-- EXERCISE PROMPT --
In the Solar Decathlon post below, turn the paragraph that begins "The homes for the competition are small" into a short bulleted list that keeps its main facts.

-- EXCERPT TO READ --
Monday, September 7, 2009

The Solar Decathlon is coming Oct.9-13, 15-18 2009

If you ever wanted to see a solar village? You have to see this one. The Solar Decathlon is a competition to design and build a completely solar powered home. The Department of Energy along with the National Renewable Energy Laboratory (NREL) is the sponsor of this event. The event, held on the national mall in Washington DC comprises of 20 homes, designed and built by students from competing universities from around the world. They build their homes and then transport them to Washington and rebuild them on the national mall between the Washington Monument and the Capitol building. Pretty cool huh! Once completed the homes are open for public tours, where you get to walk through the homes and talk to the people that designed and built them.

The homes for the competition are small in proportion to a normal house (800 sq/ft). This is more about the size restraints on moving and rebuilding the homes in DC. It also levels the playing field, the teams have strict guidelines that they need to follow, as the project has it's own specific building codes. To find out more about the event check out the web site.

http://www.solardecathlon.org/




This will be my second time working on a Solar decathlon home and my third time attending the event. In 2007 I was the construction manager/supervisor for the MIT entry into the competition. To say the least it was one of my most challenging projects to date. We had just four months to completely build the home and transport it to DC for the event, It was the most difficult four months of my life. Not that an 800 sq/ft home would be difficult to build in that time frame, but the labor force for the project was all volunteer comprised primarily of students and a community of environmentally conscious people who loved the idea. For me it was the chance to fulfill a goal, I has set for myself nearly 30 years earlier while dreaming of the future. It was an amazing project and help me gain the knowledge, I needed to continue building homes of this kind. While I would never take on the role I had for the 2007 decathlon project, It is hard not to be involved. The team of students that took on this years project comprises of students from the Boston Architectural Collage in conjunction with Tufts University, or commonly known as Team Boston. The student leaders for this project were also involved with the MIT project in 2007 and that is were I got to know them. Early on they asked me to be an advisor for the 2009 project and I gladly excepted the chance to be involved again but in a much more limited role.

-- RECORD SET --
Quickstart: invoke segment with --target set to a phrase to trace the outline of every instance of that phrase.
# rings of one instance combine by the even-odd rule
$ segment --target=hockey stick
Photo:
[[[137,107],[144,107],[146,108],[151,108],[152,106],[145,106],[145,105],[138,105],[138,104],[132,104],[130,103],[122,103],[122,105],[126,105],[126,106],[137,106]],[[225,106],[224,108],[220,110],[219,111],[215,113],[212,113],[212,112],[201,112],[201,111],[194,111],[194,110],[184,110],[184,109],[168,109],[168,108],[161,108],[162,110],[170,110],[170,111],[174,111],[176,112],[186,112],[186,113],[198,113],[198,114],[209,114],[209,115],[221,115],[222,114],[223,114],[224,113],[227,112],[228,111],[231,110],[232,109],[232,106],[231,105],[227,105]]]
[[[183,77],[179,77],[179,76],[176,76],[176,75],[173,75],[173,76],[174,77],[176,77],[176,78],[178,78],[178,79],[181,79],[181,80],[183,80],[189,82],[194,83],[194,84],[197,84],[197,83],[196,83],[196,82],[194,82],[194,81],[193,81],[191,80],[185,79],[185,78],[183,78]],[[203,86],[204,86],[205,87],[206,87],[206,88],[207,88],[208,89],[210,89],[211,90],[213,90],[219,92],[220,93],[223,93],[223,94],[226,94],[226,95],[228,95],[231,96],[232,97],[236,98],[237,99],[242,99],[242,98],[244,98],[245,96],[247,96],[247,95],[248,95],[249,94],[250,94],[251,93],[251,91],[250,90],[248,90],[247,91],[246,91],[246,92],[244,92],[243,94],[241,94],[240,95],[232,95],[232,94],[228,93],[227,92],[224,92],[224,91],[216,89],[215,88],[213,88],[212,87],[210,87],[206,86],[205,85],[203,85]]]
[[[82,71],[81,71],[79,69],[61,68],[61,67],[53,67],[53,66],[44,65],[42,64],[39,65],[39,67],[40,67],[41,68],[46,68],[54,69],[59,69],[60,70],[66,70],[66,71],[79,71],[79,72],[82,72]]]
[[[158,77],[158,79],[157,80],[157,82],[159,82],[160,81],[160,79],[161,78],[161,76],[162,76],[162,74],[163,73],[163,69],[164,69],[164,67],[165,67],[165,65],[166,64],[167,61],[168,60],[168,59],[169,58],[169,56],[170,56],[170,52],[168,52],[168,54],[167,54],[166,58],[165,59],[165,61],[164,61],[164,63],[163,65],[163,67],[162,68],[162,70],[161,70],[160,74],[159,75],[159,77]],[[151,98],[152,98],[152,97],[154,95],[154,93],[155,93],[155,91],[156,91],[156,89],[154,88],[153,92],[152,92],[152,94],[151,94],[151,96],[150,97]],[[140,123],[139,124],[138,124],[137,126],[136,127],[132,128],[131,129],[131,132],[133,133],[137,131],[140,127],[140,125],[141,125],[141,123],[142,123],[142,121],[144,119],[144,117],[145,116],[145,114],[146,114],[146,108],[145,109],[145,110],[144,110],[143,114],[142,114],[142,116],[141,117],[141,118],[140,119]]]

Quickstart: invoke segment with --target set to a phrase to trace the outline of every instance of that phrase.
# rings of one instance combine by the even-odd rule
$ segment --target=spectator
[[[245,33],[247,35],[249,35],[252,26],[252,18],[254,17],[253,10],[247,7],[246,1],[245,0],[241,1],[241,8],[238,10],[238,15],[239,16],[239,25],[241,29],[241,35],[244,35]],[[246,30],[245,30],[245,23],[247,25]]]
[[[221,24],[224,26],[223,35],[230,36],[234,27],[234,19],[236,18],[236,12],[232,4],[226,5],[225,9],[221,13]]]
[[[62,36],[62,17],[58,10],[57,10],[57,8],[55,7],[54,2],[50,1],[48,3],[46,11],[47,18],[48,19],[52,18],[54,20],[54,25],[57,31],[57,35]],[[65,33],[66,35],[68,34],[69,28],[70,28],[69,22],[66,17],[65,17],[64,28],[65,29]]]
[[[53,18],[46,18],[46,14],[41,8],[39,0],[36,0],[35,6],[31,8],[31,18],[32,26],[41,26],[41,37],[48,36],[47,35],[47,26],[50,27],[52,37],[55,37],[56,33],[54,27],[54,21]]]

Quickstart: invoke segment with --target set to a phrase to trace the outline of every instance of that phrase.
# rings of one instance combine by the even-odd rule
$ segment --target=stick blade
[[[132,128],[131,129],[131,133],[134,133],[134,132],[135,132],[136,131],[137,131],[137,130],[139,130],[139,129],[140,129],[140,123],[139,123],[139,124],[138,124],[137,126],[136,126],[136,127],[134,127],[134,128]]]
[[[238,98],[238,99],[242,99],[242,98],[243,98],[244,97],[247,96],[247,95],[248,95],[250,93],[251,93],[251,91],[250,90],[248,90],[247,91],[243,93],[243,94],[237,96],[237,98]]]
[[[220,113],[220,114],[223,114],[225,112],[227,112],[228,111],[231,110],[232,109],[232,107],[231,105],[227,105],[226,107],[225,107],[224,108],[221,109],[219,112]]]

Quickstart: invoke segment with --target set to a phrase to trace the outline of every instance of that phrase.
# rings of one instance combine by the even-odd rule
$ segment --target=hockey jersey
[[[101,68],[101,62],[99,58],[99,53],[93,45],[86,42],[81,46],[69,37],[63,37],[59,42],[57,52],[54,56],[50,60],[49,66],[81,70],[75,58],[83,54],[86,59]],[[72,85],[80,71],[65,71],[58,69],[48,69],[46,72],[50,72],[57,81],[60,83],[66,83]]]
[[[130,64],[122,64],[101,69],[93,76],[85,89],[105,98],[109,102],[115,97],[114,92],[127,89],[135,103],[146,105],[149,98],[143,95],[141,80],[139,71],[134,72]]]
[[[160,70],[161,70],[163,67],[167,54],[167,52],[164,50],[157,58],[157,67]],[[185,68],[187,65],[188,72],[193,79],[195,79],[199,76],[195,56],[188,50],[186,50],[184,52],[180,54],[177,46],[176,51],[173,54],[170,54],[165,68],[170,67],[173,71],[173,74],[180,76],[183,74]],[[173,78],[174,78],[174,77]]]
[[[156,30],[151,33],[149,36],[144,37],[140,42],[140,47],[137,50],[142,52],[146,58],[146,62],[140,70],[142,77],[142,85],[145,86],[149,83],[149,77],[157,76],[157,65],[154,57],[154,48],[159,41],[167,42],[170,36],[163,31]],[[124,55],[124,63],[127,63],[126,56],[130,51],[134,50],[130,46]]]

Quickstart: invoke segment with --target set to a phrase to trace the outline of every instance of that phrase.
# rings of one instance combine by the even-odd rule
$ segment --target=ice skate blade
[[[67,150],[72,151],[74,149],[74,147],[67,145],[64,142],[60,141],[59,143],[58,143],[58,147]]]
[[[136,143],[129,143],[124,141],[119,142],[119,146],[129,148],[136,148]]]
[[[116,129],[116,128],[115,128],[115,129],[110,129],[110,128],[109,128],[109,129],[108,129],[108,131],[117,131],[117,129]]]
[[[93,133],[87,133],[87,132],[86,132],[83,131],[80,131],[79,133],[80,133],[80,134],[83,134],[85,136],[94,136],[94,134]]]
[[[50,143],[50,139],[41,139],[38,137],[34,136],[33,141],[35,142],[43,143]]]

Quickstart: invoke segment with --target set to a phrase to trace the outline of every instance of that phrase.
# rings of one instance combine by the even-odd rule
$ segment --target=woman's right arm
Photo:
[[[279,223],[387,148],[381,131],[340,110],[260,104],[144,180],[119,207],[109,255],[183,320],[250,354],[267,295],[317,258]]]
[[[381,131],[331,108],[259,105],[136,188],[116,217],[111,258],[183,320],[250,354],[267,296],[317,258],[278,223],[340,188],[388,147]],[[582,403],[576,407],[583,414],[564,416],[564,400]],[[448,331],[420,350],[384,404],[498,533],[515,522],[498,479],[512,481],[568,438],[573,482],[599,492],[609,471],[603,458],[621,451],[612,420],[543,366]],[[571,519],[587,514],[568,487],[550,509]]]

-- FINISHED EXERCISE --
- Competition homes are small next to a normal house, at 800 sq/ft.
- The size limit comes mainly from having to move the homes and rebuild them in DC.
- It also levels the playing field.
- Teams must follow strict guidelines, since the project has its own building codes.
- The event's web site has more information.